WORK TO BE COMPLETED: Which lines in the data below contain the word "white"? Copy each of them.

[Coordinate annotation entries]
* Begin *

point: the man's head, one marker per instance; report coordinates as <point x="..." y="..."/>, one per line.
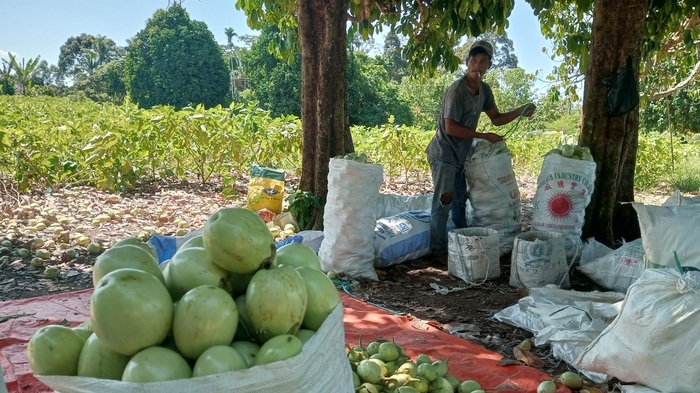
<point x="479" y="59"/>
<point x="481" y="46"/>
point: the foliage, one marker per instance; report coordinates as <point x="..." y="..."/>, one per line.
<point x="48" y="142"/>
<point x="681" y="111"/>
<point x="175" y="61"/>
<point x="106" y="83"/>
<point x="372" y="95"/>
<point x="669" y="33"/>
<point x="80" y="56"/>
<point x="400" y="149"/>
<point x="686" y="177"/>
<point x="432" y="31"/>
<point x="301" y="206"/>
<point x="23" y="73"/>
<point x="396" y="65"/>
<point x="274" y="83"/>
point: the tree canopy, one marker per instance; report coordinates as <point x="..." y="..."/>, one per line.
<point x="594" y="47"/>
<point x="175" y="61"/>
<point x="82" y="55"/>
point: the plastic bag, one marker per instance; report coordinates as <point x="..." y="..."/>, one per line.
<point x="265" y="189"/>
<point x="623" y="94"/>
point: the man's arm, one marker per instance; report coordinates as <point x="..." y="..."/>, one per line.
<point x="455" y="129"/>
<point x="499" y="119"/>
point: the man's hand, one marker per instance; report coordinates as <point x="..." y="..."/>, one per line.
<point x="491" y="137"/>
<point x="528" y="110"/>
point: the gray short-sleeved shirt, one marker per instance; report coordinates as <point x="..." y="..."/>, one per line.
<point x="463" y="107"/>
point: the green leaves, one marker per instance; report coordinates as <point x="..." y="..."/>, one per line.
<point x="170" y="56"/>
<point x="301" y="206"/>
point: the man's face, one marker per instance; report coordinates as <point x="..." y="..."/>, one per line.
<point x="478" y="64"/>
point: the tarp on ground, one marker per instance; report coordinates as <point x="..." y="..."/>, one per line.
<point x="19" y="319"/>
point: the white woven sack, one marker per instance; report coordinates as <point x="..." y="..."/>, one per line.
<point x="538" y="259"/>
<point x="322" y="367"/>
<point x="677" y="199"/>
<point x="618" y="269"/>
<point x="472" y="254"/>
<point x="390" y="204"/>
<point x="402" y="237"/>
<point x="564" y="188"/>
<point x="669" y="229"/>
<point x="654" y="339"/>
<point x="349" y="218"/>
<point x="493" y="195"/>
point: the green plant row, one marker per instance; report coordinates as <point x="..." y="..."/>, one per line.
<point x="48" y="142"/>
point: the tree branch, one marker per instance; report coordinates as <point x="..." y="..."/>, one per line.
<point x="682" y="84"/>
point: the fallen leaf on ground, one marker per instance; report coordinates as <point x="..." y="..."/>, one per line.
<point x="528" y="357"/>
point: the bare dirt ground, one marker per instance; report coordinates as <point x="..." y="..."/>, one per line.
<point x="63" y="216"/>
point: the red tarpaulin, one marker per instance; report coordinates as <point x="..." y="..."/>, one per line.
<point x="467" y="360"/>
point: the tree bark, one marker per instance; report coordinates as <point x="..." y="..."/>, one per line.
<point x="324" y="117"/>
<point x="618" y="31"/>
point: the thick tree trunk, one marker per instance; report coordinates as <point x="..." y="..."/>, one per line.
<point x="325" y="129"/>
<point x="618" y="30"/>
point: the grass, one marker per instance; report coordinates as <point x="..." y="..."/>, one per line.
<point x="686" y="177"/>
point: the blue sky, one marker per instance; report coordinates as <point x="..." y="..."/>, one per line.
<point x="31" y="28"/>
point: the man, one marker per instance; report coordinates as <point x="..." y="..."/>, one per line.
<point x="462" y="104"/>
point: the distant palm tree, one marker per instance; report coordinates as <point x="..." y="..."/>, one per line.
<point x="104" y="51"/>
<point x="23" y="72"/>
<point x="89" y="61"/>
<point x="229" y="35"/>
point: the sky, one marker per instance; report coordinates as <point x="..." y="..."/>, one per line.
<point x="31" y="28"/>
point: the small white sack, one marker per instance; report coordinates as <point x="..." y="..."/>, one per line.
<point x="402" y="237"/>
<point x="349" y="218"/>
<point x="539" y="259"/>
<point x="472" y="254"/>
<point x="321" y="367"/>
<point x="677" y="199"/>
<point x="389" y="204"/>
<point x="493" y="194"/>
<point x="618" y="269"/>
<point x="654" y="340"/>
<point x="564" y="189"/>
<point x="666" y="229"/>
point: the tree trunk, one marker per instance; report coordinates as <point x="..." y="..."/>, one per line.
<point x="324" y="117"/>
<point x="618" y="30"/>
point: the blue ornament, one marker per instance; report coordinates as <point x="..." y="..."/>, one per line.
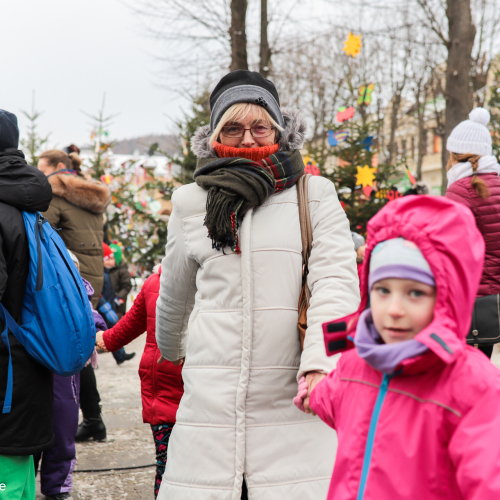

* End *

FINAL ANSWER:
point: the white woven sack, one marker per instance; report coordinates as <point x="..." y="..."/>, one per line.
point: the small white sack, one marker per instance; report coordinates as <point x="..." y="..."/>, one per line.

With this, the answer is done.